Gather every line in the records below that contains the word "coffee", and copy each one out. Case counts.

---------------

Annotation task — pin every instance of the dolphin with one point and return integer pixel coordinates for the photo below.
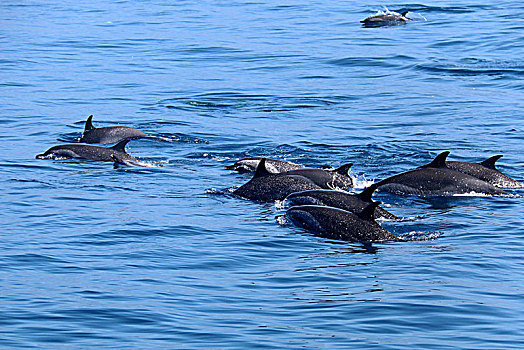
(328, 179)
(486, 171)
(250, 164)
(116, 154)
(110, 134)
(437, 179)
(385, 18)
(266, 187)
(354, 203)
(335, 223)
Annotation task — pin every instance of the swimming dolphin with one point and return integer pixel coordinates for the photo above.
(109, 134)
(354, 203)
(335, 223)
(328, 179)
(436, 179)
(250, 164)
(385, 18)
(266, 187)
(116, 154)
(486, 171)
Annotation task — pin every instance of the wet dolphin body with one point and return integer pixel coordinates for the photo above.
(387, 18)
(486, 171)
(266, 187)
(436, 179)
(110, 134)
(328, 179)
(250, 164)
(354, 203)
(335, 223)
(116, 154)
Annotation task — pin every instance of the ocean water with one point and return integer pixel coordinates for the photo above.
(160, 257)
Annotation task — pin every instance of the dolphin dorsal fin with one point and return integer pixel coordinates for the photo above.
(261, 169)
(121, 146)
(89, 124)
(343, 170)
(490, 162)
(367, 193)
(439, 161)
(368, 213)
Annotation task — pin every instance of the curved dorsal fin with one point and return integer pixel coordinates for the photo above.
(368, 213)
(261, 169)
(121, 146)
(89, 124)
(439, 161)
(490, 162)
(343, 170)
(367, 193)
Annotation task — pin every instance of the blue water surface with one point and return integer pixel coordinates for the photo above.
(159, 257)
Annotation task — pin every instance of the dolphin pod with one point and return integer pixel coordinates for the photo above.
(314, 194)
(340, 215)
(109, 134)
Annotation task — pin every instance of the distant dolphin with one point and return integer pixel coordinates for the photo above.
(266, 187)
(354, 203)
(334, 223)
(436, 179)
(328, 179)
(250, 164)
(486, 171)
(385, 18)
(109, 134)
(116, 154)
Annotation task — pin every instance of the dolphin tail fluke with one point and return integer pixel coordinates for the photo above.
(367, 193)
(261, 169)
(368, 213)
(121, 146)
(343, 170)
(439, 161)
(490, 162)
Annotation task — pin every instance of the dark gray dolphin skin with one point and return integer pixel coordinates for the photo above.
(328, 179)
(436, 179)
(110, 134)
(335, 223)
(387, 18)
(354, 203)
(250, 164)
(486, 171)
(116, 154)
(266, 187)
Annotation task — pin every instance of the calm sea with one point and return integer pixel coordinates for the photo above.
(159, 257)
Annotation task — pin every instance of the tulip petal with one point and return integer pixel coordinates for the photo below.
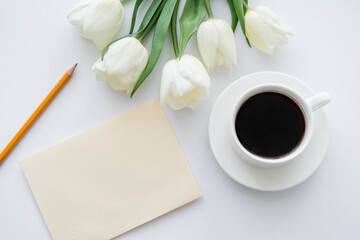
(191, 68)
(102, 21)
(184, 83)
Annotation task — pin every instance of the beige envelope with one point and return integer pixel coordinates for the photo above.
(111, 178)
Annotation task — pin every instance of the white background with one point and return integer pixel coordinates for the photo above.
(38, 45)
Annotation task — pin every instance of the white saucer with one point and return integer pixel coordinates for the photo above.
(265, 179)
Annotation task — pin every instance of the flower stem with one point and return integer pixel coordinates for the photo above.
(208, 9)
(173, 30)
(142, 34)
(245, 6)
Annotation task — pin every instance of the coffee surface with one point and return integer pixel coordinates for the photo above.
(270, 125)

---------------

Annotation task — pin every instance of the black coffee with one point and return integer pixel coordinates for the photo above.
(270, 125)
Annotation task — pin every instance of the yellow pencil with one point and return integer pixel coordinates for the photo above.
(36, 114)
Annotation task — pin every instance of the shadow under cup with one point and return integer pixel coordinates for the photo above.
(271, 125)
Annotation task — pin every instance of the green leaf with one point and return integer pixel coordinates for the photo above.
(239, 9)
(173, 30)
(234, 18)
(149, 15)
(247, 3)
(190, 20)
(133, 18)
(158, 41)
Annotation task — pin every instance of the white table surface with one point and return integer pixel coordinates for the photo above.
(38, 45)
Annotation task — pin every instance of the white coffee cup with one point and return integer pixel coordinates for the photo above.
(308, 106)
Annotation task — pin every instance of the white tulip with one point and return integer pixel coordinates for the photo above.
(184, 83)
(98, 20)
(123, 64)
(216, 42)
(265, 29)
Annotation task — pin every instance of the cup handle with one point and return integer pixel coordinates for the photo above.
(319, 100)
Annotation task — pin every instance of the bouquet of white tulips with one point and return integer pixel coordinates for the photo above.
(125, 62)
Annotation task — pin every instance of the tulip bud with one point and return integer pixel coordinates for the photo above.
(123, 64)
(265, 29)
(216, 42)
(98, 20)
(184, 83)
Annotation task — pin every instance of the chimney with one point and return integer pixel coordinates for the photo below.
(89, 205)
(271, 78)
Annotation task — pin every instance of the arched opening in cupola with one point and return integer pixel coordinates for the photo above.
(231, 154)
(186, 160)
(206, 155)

---------------

- OUTPUT BELOW
Annotation task — pin every instance of the coffee surface with one point and return integer pixel coordinates for the photo above.
Annotation task — pin every instance of the black coffee with one point and return integer pixel coordinates for the photo above.
Annotation task — pin every instance of the white coffee cup with one point and return integer pixel coordinates for the photo above.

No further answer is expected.